PAGE EXTRACT:
Publication - Corporate report

Prosecution of young people: report

Published: 27 Nov 2018
Directorate:
Justice Directorate
Part of:
Children and families, Law and order
ISBN:
9781787814011

The Inspectorate of Prosecution in Scotland's thematic report on the prosecution of young people in the Sheriff and Justice of Peace courts.

78 page PDF

971.9 kB

78 page PDF

971.9 kB

Contents
Prosecution of young people: report
Chapter 4 – Solemn Proceedings

78 page PDF

971.9 kB

Chapter 4 – Solemn Proceedings

"The more serious the deeds the more deep-seated the needs."[103]

198. In accordance with the Lord Advocate's Guidelines, all offences which require to be prosecuted on indictment[104] or are so serious they will normally give rise to solemn proceedings (in the Sheriff or High Court before a jury) should be jointly reported.

199. In 2016/17, 369 young people were placed on petition.[105] We examined 72 cases involving 76 offenders. Four were female and 72 were male.

Profile of Young People

200. Chart 5 provides a profile of young people placed on petition by gender, age, criminal convictions, outstanding cases and whether they were subject to bail orders.

ENTRIES:
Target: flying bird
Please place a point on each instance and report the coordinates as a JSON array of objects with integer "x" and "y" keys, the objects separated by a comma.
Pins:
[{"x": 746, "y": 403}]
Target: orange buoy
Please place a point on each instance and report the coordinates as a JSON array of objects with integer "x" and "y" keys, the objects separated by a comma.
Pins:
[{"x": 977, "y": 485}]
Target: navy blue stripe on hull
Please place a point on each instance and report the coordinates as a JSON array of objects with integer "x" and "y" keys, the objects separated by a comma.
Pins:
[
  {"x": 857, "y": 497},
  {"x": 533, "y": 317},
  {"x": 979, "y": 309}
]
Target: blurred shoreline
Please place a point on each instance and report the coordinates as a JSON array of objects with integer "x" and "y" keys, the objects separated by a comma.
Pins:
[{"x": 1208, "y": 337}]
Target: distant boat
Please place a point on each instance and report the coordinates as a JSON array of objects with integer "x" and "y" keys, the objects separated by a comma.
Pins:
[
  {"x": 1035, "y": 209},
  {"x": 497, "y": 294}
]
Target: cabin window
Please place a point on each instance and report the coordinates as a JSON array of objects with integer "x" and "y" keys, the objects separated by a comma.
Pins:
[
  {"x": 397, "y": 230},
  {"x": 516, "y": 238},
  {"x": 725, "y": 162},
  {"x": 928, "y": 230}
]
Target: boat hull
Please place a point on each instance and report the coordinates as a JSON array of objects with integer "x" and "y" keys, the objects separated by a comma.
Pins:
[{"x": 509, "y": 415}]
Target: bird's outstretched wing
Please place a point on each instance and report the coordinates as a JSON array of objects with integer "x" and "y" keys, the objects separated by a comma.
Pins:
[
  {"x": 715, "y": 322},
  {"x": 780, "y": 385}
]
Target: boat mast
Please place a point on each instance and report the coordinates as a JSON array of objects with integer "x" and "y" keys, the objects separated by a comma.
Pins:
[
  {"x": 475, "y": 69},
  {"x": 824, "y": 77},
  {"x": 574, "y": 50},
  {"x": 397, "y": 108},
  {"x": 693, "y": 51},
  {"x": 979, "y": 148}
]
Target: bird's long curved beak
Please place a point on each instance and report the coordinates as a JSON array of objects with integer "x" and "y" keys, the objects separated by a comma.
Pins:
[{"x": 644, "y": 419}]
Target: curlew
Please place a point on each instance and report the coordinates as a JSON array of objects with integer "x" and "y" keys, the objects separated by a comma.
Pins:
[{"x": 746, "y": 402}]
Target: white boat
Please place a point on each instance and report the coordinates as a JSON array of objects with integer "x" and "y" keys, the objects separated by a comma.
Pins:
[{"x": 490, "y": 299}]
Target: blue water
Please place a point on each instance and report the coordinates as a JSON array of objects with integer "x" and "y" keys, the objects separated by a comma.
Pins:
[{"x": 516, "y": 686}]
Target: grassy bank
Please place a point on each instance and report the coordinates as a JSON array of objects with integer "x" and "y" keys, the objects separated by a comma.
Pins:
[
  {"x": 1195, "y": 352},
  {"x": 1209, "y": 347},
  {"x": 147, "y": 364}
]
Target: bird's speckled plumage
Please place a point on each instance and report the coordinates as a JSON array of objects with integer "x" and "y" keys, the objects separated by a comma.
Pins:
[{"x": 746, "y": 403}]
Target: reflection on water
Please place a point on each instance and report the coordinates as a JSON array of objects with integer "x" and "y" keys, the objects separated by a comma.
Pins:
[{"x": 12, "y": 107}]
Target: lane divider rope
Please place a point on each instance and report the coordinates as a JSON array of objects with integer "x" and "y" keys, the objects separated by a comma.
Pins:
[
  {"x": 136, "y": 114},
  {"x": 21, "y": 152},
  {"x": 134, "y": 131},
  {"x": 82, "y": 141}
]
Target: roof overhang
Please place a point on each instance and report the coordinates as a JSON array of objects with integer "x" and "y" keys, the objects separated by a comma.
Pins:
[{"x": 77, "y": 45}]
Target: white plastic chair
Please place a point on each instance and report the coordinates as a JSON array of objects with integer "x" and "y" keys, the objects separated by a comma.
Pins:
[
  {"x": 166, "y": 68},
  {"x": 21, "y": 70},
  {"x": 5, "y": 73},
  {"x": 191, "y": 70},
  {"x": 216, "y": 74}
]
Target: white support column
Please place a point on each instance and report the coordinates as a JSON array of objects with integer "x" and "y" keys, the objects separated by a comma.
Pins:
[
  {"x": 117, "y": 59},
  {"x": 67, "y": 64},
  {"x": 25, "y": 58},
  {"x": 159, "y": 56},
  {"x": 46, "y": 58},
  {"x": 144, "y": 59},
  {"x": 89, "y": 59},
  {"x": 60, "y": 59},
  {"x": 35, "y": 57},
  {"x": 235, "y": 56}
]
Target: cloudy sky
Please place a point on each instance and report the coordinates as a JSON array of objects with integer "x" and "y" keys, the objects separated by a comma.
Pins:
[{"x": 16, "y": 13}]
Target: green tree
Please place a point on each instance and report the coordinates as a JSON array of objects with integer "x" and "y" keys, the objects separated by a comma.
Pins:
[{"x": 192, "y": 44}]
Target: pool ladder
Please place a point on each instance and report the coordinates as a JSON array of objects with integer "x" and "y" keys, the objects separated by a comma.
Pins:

TASKS TO CARRY OUT:
**A)** Transcribe the passage of the prosecution report page that begins at the words "Publication - Corporate" and ends after the words "of Peace courts.".
**B)** Repeat word for word the lines of the records that start at the line containing "Target: pool ladder" and continue through the end of the records.

RESPONSES PER TASK:
**A)**
Publication - Corporate report

Prosecution of young people: report

Published: 27 Nov 2018
Directorate:
Justice Directorate
Part of:
Children and families, Law and order
ISBN:
9781787814011

The Inspectorate of Prosecution in Scotland's thematic report on the prosecution of young people in the Sheriff and Justice of Peace courts.

**B)**
Target: pool ladder
Please place a point on each instance and report the coordinates as a JSON array of objects with integer "x" and "y" keys, the objects separated by a comma.
Pins:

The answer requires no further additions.